Publishing Options as Prolific as our Faculty
In 2004, Professor Geoffrey Stone was at the Los Angeles Times Festival of Books, where his Perilous Times: Free Speech in Wartime: From the Sedition Act of 1798 to the War on Terrorism earned the Book Prize for best history book of the year. He was speaking on a panel when the woman seated next to him whispered an offer: she was creating a new website where people would blog; did he want to be one of those people?
“I had no idea what she was talking about, but I said ‘sure,’” Stone said. “She gave me her card.”
The name on that card? Arianna Huffington. Back then, she was known for being a political commentator and a candidate in California’s 2003 gubernatorial recall election, not the queen of the blogosphere.
The Huffington Post launched in 2005, and in the past nine years Stone has authored more than 200 posts as an expert on constitutional law, the First Amendment, and civil liberties. It’s a medium the Edward H. Levi Distinguished Service Professor of Law couldn’t have imagined when he started his academic career in the 1970s. Back then, law professors wrote journal articles and the occasional newspaper op-ed. Today, professors’ options for publishing are almost as plentiful as the ideas themselves.
That’s good news for a faculty as prolific as the Law School’s, where constant writing and publishing has long been the norm. As their options increase, each professor devises his or her own “scholarship strategy” based on their field, goals, writing style, time, and career progression. Each must ask the question: what’s the best way to get my ideas out into the world? Even more to the point: who is the audience, and what do I want them to know?
Books can be written for other academics or for the general public, as Stone and other faculty authors, including Eric Posner and Martha Nussbaum, have demonstrated. Often, it’s both; Laura Weinrib is writing her first book largely for other scholars but hopes to attract a general audience as well.
Journal articles are typically read only by academics and students, but the ideas in them can trickle into the courtroom, as evidenced by the empirical civil procedure work of William Hubbard. Faculty who want to influence the law, such as election law scholar Nicholas Stephanopoulos, use a mix of academic and popular writing to reach as many readers as possible. William Baude blogs in addition to writing journal articles so that he can comment immediately on current events.
“Academic writing always comes first,” Baude said, “but it’s nice to have places to publish the important pieces of my ideas for a wider audience. It’s sort of a form of teaching.”
The ability to reach more diverse readers is one reason why Stone moved from journal articles to books, he said. He is the author of eight books, including the aforementioned Perilous Times.
Law reviews used to be written so that they were relevant to working lawyers, he said, but that is less true today. “They tend to be addressed today more to academics than to people engaging in the legal profession in the real world.” Plus, he added, books have plenty of space to flesh out a big idea. Stone is now working on Sexing the Constitution, which looks at the question of “why it was only in recent decades that judges thought the Constitution had something to say about sexuality.”
He writes his books with an educated but not necessarily academic audience in mind. Think of the people who are likely to read the New York Times Magazine, he said. “My goal is to write something that’s both illuminating to experts and accessible to nonexperts.”

:: Data records ::
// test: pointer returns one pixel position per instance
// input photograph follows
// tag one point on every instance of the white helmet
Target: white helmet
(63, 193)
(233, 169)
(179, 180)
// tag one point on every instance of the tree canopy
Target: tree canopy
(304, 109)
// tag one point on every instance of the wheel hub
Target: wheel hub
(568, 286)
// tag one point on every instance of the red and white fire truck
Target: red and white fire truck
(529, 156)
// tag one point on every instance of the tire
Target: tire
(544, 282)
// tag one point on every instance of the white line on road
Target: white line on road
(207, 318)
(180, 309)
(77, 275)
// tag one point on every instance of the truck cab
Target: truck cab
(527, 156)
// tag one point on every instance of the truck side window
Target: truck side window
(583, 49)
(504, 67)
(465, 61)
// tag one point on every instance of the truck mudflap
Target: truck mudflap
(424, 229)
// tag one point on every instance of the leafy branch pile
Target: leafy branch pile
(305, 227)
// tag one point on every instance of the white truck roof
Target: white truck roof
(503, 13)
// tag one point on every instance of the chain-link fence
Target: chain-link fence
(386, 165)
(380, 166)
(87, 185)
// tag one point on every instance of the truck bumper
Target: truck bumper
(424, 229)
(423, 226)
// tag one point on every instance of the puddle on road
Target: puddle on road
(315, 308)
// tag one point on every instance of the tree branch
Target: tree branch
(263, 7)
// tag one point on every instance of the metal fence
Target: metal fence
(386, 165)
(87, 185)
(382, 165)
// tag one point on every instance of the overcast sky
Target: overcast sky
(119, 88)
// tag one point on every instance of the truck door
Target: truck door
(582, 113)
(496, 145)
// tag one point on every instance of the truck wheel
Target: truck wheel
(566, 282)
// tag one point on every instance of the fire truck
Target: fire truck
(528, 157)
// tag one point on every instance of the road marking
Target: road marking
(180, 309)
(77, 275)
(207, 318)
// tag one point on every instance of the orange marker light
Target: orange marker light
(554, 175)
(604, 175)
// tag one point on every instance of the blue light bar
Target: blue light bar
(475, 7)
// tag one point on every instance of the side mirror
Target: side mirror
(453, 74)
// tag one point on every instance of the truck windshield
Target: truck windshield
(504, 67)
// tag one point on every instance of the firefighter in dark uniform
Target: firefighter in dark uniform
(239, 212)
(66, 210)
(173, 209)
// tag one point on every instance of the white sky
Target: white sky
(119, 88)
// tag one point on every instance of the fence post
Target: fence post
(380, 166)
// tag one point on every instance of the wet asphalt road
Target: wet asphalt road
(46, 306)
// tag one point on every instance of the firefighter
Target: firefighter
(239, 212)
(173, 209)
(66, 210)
==
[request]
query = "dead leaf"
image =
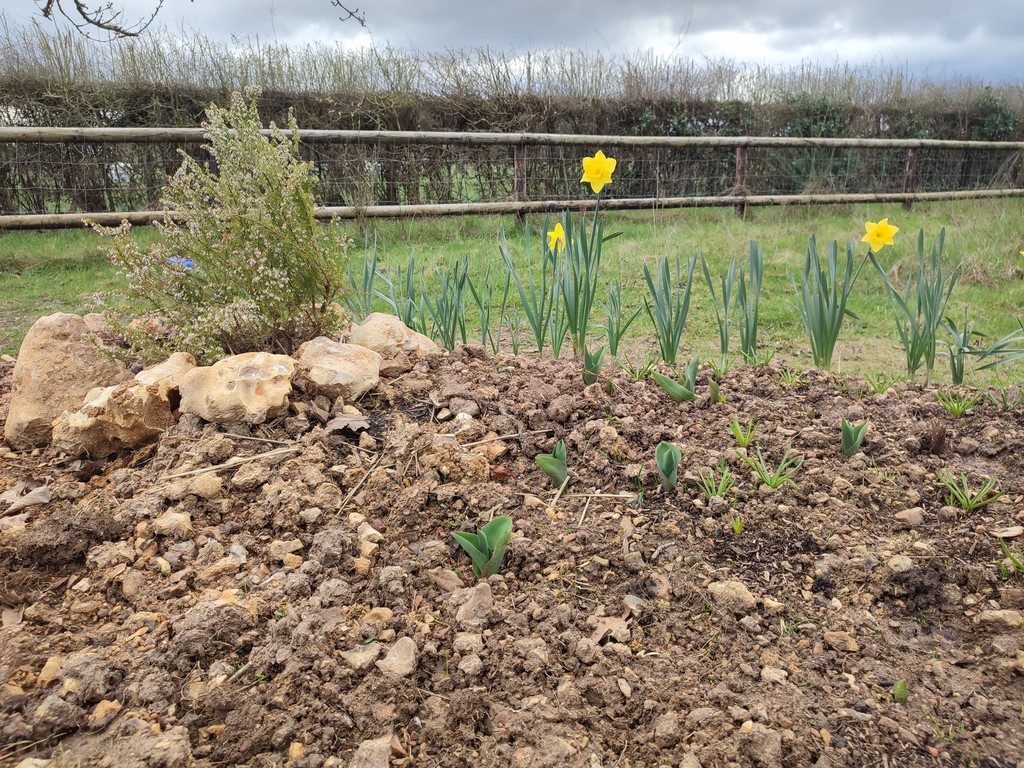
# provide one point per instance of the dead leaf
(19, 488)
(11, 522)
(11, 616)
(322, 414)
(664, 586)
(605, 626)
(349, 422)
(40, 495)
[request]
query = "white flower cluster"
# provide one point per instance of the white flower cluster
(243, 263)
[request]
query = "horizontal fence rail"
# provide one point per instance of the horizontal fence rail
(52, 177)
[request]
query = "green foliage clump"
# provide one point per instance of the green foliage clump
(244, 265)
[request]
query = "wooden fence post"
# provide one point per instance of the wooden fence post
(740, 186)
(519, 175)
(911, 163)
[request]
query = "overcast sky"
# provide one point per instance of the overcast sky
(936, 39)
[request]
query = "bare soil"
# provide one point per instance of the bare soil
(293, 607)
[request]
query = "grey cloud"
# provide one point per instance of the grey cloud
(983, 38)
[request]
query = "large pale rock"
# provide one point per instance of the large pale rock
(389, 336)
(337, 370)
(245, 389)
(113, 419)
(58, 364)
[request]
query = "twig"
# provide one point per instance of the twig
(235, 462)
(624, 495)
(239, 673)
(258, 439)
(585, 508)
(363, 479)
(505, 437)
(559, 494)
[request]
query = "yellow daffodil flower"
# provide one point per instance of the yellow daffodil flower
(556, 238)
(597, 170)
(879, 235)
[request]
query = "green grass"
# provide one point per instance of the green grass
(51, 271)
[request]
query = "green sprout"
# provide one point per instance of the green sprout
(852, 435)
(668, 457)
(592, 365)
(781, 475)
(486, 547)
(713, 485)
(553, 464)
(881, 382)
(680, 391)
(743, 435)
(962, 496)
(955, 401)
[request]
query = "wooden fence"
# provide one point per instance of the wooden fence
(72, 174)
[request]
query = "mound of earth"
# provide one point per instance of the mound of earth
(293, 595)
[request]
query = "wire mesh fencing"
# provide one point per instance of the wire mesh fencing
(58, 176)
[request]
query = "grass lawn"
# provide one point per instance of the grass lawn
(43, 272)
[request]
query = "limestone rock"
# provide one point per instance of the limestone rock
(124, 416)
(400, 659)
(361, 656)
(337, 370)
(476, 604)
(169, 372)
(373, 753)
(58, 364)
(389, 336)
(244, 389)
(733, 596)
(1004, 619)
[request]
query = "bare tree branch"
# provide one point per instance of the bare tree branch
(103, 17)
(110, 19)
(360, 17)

:: Actions to take ::
1 > Set down the passage from the article on faculty publishing, from "Books can be" up to and including "audience as well.".
2 > According to the article on faculty publishing, what award did Perilous Times win at the 2004 Los Angeles Times Festival of Books?

:: Worked solutions ::
1 >
Books can be written for other academics or for the general public, as Stone and other faculty authors, including Eric Posner and Martha Nussbaum, have demonstrated. Often, it’s both; Laura Weinrib is writing her first book largely for other scholars but hopes to attract a general audience as well.

2 > The Book Prize for best history book of the year.